What the task requires: Extract all of the entries and give them again, word for word.

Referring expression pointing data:
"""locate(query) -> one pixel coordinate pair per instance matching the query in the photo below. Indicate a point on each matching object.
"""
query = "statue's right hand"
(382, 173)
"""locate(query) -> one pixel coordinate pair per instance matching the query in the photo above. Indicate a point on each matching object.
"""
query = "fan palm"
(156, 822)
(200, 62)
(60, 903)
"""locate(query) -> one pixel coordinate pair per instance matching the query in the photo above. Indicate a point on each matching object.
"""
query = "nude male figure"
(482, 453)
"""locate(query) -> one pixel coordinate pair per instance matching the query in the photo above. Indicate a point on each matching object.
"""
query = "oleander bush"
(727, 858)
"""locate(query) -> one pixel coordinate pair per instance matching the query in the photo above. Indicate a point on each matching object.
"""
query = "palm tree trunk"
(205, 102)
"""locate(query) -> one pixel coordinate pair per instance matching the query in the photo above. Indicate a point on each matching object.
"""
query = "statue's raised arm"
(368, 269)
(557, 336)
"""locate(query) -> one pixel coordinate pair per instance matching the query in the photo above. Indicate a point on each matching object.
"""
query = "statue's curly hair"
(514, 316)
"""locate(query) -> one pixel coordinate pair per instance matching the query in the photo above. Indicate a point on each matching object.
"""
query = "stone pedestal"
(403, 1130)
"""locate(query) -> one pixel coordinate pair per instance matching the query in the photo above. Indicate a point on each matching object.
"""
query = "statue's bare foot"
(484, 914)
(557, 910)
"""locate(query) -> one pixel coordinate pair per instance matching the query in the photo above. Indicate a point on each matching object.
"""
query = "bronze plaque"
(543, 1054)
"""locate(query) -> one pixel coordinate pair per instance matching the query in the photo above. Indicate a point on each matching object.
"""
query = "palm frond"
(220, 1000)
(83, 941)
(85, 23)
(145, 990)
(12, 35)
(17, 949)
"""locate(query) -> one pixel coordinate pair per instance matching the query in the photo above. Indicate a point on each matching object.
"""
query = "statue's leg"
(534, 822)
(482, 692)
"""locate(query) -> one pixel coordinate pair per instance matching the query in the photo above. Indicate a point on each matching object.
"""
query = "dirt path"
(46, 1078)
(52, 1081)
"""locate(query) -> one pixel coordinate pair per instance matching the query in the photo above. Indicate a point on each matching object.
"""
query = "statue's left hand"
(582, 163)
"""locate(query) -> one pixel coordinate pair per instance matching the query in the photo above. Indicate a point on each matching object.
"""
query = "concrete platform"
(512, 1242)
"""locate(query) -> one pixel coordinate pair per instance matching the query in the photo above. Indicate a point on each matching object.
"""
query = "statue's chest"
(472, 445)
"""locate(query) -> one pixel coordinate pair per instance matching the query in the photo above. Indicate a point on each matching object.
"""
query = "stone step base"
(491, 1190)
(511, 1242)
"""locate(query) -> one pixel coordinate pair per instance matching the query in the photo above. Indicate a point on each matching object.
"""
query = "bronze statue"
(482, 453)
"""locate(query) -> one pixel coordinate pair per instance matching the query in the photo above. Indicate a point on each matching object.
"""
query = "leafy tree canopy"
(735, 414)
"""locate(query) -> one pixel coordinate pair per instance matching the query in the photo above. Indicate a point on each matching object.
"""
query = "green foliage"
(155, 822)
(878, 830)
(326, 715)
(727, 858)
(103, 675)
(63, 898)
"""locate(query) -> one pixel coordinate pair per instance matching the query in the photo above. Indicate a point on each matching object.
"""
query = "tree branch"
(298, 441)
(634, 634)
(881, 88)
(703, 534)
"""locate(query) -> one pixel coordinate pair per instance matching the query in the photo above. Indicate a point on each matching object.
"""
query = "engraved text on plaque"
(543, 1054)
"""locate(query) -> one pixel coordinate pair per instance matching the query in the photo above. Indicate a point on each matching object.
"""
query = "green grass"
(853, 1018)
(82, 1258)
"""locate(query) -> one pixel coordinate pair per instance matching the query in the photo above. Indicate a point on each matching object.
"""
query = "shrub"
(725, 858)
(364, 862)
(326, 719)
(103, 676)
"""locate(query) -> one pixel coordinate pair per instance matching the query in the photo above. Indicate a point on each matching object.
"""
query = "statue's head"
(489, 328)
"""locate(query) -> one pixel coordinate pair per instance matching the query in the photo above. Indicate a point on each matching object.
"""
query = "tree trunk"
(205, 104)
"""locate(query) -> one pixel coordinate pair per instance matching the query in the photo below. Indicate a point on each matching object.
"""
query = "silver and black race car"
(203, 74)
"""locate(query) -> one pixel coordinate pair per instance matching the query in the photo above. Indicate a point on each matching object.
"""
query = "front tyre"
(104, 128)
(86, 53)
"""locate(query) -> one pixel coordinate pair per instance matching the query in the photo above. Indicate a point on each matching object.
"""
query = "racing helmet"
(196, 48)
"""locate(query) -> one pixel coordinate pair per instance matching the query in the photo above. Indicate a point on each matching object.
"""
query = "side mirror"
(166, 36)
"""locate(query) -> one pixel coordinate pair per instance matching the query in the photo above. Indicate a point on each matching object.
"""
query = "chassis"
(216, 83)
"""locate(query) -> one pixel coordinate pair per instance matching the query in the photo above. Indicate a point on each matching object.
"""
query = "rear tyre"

Response area:
"""locate(query) -> one pixel coordinate pair per instance matching the query in the photo below. Indicate a point on each matching object.
"""
query = "statue's right hand"
(382, 173)
"""locate(query) -> one pixel coordinate pair per instance matching the query in the photo above. Indicate a point on each matching object.
"""
query = "fan palm"
(156, 822)
(200, 62)
(60, 903)
"""locate(query) -> one pixel coordinate pair per instance matching the query in the photo above. Indicate a point on each matching object.
"""
query = "nude male figure"
(482, 453)
"""locate(query) -> one pixel coordinate pair per instance matching the query in the photo above. Indicate a point on each matching object.
"""
query = "oleander bush"
(727, 858)
"""locate(query) -> one pixel coordinate pair per instance matching the query in the photo above. Indicate a point on each matching object.
"""
query = "palm tree trunk"
(205, 102)
"""locate(query) -> one pixel coordinate pair per instance matching the query in the photo above. Indicate a point on each matching object.
"""
query = "statue's raised arm"
(368, 269)
(557, 336)
"""locate(query) -> one pixel coordinate pair per instance matching the query in the photo above. Indicate a point on each matching object.
"""
query = "statue's curly hair"
(514, 316)
"""locate(query) -> one pixel coordinate pair per instance matching the query in the photo above. Indicate a point on each matching object.
"""
query = "stone pedestal"
(403, 1130)
"""locate(query) -> one pixel coordinate pair per instance matching the query in the photo above. Indicate a point on each matching object.
"""
query = "statue's bare foot"
(484, 914)
(557, 910)
"""locate(query) -> one pixel coordinate pair per instance matching the query in the photo above. Indicate a point on each matching object.
"""
query = "bronze plaque"
(543, 1054)
"""locate(query) -> one pixel coordinate pair per instance matching the query in the photo above. Indicate a point on each matching object.
"""
query = "palm frond"
(220, 1000)
(83, 941)
(85, 23)
(145, 990)
(12, 35)
(17, 949)
"""locate(query) -> one pixel coordinate pair per instance matching the query in the photo above. Indicate a point on each matching object.
"""
query = "statue's leg"
(534, 822)
(482, 692)
"""locate(query) -> one pixel coordinate pair per instance matching the query in the photo above. Indicate a point on each matching object.
"""
query = "dirt path"
(46, 1078)
(52, 1081)
"""locate(query) -> one pixel coordinate pair per instance matching the query in the photo above. Indicate a point on each matching object.
"""
query = "statue's left hand"
(582, 163)
"""locate(query) -> one pixel coordinate pair per instance matching the query in the photo above. Indicate a point on each matching object.
"""
query = "concrete platform"
(512, 1242)
"""locate(query) -> one pixel coordinate pair per instance matching the query in the photo above. Indicate a point on each matching object.
"""
query = "statue's chest"
(472, 445)
"""locate(query) -> one pixel coordinate pair per instance matching the query in the photo above. Indicate a point on each matching object.
"""
query = "stone step base"
(491, 1190)
(511, 1242)
"""locate(query) -> one pixel coordinate pair per instance matching the query in the photo above. Indicate a point on each matching object.
"""
query = "bronze statue"
(482, 453)
"""locate(query) -> one pixel coordinate pair per instance matching the query in the photo above. Indicate a point on each matching object.
"""
query = "leafy tree canopy"
(735, 414)
"""locate(query) -> one pixel coordinate pair per instance matching the query in the photo above. Indicate a point on each matching object.
"""
query = "green foliage"
(155, 822)
(878, 830)
(326, 715)
(727, 858)
(103, 675)
(63, 898)
"""locate(query) -> one pixel coordinate pair per instance matching the query in the photo above. Indicate a point on each matching object.
"""
query = "tree branch"
(298, 441)
(634, 634)
(881, 88)
(703, 534)
"""locate(query) -> one pixel coordinate pair per instance matching the query in the photo above. Indicate a point on each matching object.
"""
query = "engraved text on plaque"
(543, 1054)
"""locate(query) -> one pixel coordinate pair per instance matching the query in the photo above. Indicate a point on each matching object.
"""
query = "green grass"
(853, 1018)
(82, 1258)
"""locate(query) -> one pixel coordinate pair per instance matching the query in the photo above. Indicate a point on each matching object.
"""
query = "shrub"
(725, 858)
(364, 862)
(326, 719)
(103, 676)
"""locate(query) -> one pixel coordinate pair per instance matching the query in the photo above. Indicate a point on each matching object.
"""
query = "statue's head"
(489, 328)
"""locate(query) -> one pixel coordinate pair per instance matching the query in the photo above. Indicate a point on each matching object.
"""
query = "tree trunk"
(205, 104)
"""locate(query) -> one pixel coordinate pair per instance matching the query in the photo below. Indicate a point on each matching object.
"""
query = "silver and black race car"
(203, 74)
"""locate(query) -> one pixel coordinate pair per instance matching the query in the photo above. Indicate a point on each matching object.
"""
query = "front tyre"
(104, 128)
(86, 53)
"""locate(query) -> one pixel coordinate pair per instance matching the query in the photo above. Indicate a point on each matching object.
"""
query = "racing helmet"
(196, 48)
"""locate(query) -> one pixel coordinate pair per instance matching the query in the photo above. Indicate a point on each matching object.
"""
query = "side mirror"
(166, 36)
"""locate(query) -> one pixel coordinate pair per instance matching the query in the photo above. Indicate a point on each matching object.
"""
query = "chassis"
(216, 83)
"""locate(query) -> one pixel coordinate pair per instance matching the query in the photo above. Indicate a point on each matching object.
"""
query = "rear tyre"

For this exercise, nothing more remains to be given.